__Input__.
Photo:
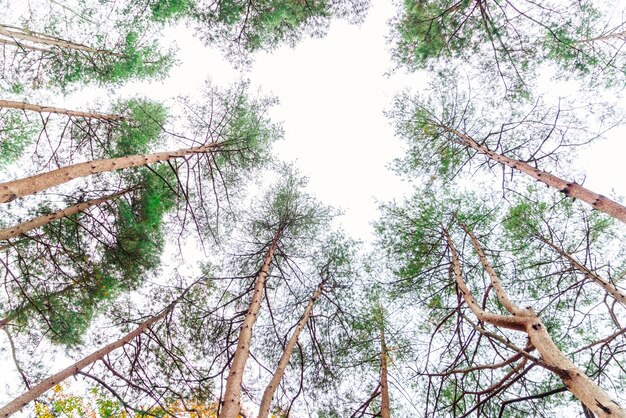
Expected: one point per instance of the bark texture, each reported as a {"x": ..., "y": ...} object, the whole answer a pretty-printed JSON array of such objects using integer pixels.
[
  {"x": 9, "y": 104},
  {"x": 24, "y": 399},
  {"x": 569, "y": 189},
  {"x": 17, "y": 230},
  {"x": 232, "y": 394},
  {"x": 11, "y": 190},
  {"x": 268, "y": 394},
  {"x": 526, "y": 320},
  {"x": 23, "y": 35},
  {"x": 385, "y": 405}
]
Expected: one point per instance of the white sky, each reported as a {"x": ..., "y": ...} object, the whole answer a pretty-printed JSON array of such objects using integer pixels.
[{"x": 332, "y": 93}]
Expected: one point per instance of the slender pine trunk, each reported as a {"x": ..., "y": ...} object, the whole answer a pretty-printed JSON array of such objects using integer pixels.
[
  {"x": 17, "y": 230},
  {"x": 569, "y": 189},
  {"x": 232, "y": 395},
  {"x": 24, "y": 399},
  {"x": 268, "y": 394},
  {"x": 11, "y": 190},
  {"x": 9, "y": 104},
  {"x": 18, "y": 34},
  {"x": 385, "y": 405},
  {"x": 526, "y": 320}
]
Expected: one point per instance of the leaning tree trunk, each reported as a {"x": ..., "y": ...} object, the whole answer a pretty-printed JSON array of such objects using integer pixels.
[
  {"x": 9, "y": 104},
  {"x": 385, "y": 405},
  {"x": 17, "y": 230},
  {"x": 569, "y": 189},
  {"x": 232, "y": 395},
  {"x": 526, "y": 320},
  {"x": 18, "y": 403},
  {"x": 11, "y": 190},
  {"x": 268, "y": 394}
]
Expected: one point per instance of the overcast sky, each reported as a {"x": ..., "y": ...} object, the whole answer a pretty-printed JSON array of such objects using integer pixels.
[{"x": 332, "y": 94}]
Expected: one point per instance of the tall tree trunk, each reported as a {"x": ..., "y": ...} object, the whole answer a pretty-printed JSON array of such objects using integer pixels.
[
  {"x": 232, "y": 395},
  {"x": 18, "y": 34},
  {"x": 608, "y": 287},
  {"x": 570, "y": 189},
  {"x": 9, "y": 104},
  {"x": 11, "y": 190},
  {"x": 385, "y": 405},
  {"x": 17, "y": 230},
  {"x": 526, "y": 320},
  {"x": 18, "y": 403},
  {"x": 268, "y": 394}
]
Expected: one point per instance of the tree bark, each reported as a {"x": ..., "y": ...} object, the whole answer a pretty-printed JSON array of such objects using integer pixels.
==
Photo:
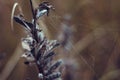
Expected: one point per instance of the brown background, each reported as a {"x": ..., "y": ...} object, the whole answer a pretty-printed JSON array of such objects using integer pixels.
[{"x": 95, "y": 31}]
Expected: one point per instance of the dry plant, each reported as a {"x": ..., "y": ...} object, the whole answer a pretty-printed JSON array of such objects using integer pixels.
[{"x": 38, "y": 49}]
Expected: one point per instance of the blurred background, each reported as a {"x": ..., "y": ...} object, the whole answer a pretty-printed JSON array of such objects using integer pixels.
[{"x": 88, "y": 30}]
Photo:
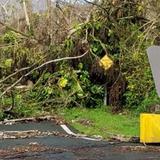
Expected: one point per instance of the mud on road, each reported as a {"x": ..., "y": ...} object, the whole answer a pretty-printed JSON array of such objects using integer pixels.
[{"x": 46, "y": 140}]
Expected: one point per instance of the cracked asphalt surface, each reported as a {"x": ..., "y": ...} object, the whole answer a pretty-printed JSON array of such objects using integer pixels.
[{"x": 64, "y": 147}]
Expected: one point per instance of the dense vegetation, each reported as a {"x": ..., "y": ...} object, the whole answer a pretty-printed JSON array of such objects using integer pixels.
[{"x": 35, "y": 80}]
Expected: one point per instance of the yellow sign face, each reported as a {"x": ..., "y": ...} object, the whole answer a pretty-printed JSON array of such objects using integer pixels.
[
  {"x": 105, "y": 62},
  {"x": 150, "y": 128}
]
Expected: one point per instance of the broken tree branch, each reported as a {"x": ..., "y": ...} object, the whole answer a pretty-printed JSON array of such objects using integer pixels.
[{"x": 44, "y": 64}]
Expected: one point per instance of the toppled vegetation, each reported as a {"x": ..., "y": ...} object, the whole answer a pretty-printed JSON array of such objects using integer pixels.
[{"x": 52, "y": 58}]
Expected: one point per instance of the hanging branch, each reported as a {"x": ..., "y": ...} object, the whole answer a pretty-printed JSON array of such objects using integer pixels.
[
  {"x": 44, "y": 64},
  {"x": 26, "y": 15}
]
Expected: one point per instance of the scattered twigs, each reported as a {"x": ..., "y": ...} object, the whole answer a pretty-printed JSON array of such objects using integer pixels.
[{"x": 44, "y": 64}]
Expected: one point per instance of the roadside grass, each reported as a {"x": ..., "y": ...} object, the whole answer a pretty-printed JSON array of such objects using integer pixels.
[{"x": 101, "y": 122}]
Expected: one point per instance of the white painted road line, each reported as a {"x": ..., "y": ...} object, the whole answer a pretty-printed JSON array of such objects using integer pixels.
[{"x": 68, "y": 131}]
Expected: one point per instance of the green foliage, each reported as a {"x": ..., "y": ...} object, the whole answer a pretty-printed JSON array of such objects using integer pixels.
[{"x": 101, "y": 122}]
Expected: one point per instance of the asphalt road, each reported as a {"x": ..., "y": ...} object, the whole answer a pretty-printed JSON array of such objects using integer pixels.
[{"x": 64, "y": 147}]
* * *
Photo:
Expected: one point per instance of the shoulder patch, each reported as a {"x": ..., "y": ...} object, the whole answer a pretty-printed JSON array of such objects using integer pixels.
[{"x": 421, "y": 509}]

__What is expected__. Return each line in the data above that contains the word "asphalt", treating uppercase and lowercase letters as different.

__Answer to this exercise__.
Expected: one point per instance of the cracked asphalt surface, each reported as a {"x": ..., "y": ...} object, the whole answer a pretty-printed JSON array of such objects using integer pixels.
Expected: one point per instance of the asphalt road, each reported as a {"x": ..., "y": ...} object, the whole answer a pretty-printed JSON array of such objects using integer pixels.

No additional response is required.